-- Records shown follows --

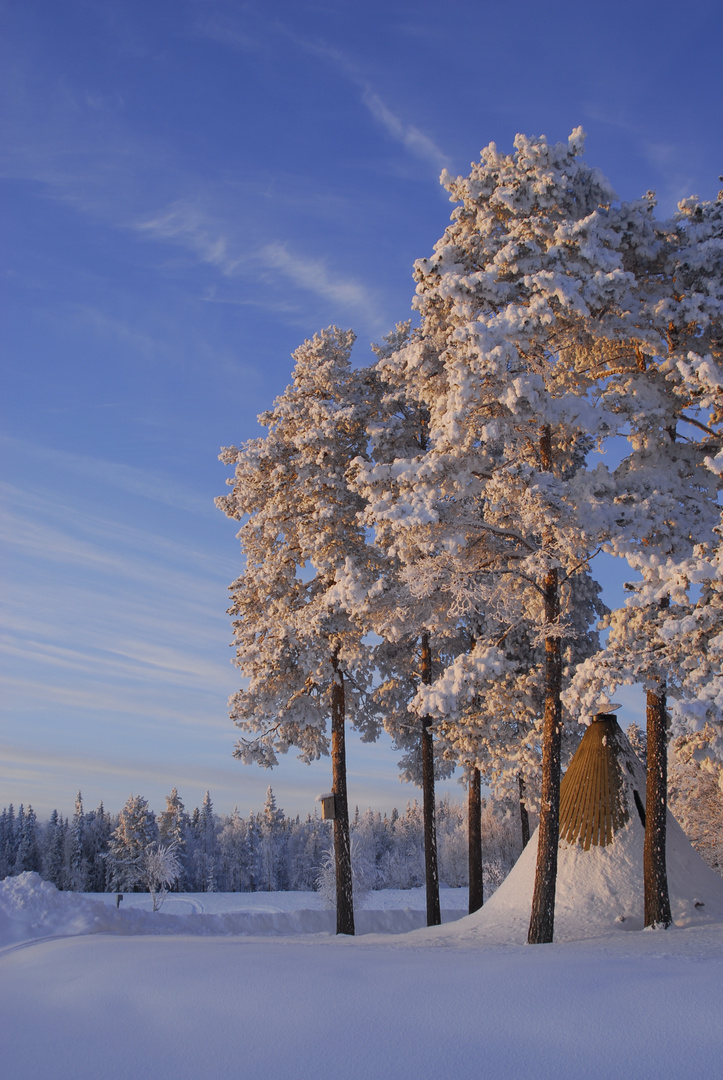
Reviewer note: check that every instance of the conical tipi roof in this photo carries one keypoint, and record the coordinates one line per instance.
(600, 859)
(601, 783)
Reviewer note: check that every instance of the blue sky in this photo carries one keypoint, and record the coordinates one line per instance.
(189, 190)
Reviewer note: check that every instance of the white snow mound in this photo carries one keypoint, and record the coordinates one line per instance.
(599, 891)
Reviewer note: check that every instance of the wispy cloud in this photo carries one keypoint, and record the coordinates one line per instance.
(412, 138)
(313, 274)
(186, 225)
(130, 478)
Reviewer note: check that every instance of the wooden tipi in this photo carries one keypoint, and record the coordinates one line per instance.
(600, 858)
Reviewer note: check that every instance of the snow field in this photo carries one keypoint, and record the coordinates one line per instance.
(88, 991)
(186, 1008)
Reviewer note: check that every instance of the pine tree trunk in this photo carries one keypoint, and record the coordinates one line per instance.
(431, 867)
(524, 817)
(541, 920)
(345, 909)
(474, 834)
(655, 875)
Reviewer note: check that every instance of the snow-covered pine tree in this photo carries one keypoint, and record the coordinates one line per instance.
(298, 647)
(173, 827)
(665, 636)
(28, 856)
(406, 606)
(77, 862)
(523, 306)
(135, 831)
(51, 850)
(541, 300)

-- Records shown concluded --

Work task: Retype every entry above exactly and, please, skip the pictures.

Solution for this problem:
Reviewer note: check that every instance of the conical tipi roof in this photo carries one keypoint, and record the coordinates one line per instance.
(600, 859)
(601, 783)
Reviewer note: check that every instance of the blue sky in this photo carries one keypoint, and record the coordinates one line per instance.
(189, 190)
Reviewer note: check that every instance of the white snow mound in this photo carries one keypoint, and record the coordinates one line per instance.
(599, 891)
Reviewer note: check that every instance of the wispy cloud in this photo carries one keypoint, and record the coordinates one line per instance.
(412, 138)
(313, 274)
(186, 225)
(130, 478)
Reviewer note: check that every instance of the wooden tipi in this photo carries one keypoint, and record the coordinates one line per instance.
(600, 858)
Reviewer note: check that every instance of the snow field in this photo carries one keypoint, and record the coordinates one line per instance.
(88, 991)
(186, 1008)
Reviewer note: check that every instance of the pine tree trunk in this photo carries one keypoint, and record the coordinates one line per instance.
(431, 867)
(524, 817)
(541, 920)
(345, 909)
(474, 834)
(655, 875)
Reviewer note: check that every instance of the snow-covered pine tree in this photo carries one keypoint, and record the coordinates one line per instance.
(298, 647)
(173, 827)
(665, 636)
(28, 856)
(406, 606)
(77, 862)
(523, 306)
(135, 831)
(51, 850)
(541, 300)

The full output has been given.